▸ **RECORDS SHOWN**:

^^^^

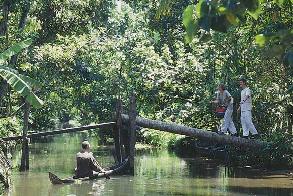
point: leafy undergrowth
(278, 154)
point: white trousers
(246, 122)
(228, 123)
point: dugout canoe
(116, 169)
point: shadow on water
(158, 172)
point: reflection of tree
(202, 167)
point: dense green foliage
(87, 53)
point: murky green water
(157, 173)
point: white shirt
(246, 103)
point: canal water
(157, 172)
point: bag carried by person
(220, 111)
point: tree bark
(132, 129)
(25, 149)
(4, 20)
(194, 132)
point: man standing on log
(246, 107)
(224, 98)
(86, 164)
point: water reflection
(158, 172)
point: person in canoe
(86, 164)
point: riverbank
(157, 172)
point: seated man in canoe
(86, 164)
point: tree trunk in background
(194, 132)
(23, 18)
(4, 20)
(25, 149)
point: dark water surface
(158, 172)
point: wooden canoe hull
(54, 179)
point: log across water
(194, 132)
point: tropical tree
(19, 82)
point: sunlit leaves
(190, 23)
(14, 49)
(21, 85)
(260, 40)
(288, 59)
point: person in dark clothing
(86, 164)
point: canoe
(116, 169)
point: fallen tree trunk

^^^^

▸ **SHORT PROBLEM**: Convert the entire listing above into a numbered list, one line per entry, with blank lines omitted. Exclude the pictures from the output.

▸ **RESPONSE TO THE TASK**:
1. point: leafy undergrowth
2. (278, 154)
3. point: white trousers
4. (246, 122)
5. (228, 123)
6. point: dugout canoe
7. (116, 169)
8. point: shadow on water
9. (158, 172)
10. point: reflection of tree
11. (202, 167)
12. point: dense green foliage
13. (87, 53)
14. point: murky green water
15. (157, 173)
16. point: white shirt
17. (246, 103)
18. point: canal water
19. (157, 172)
20. point: bag carried by person
21. (220, 111)
22. point: tree bark
23. (132, 129)
24. (25, 149)
25. (4, 20)
26. (194, 132)
27. point: man standing on log
28. (246, 107)
29. (224, 98)
30. (86, 164)
31. point: water reflection
32. (158, 172)
33. point: person in canoe
34. (86, 164)
35. point: riverbank
36. (157, 172)
37. point: seated man in canoe
38. (86, 164)
39. point: tree trunk in background
40. (194, 132)
41. (23, 18)
42. (4, 20)
43. (25, 149)
44. point: dark water surface
45. (158, 172)
46. point: wooden canoe hull
47. (54, 179)
48. point: log across water
49. (194, 132)
50. point: tropical tree
51. (19, 82)
52. point: sunlit leaves
53. (190, 23)
54. (14, 49)
55. (21, 85)
56. (260, 40)
57. (288, 59)
58. point: person in dark clothing
59. (86, 164)
60. point: canoe
61. (116, 169)
62. point: fallen tree trunk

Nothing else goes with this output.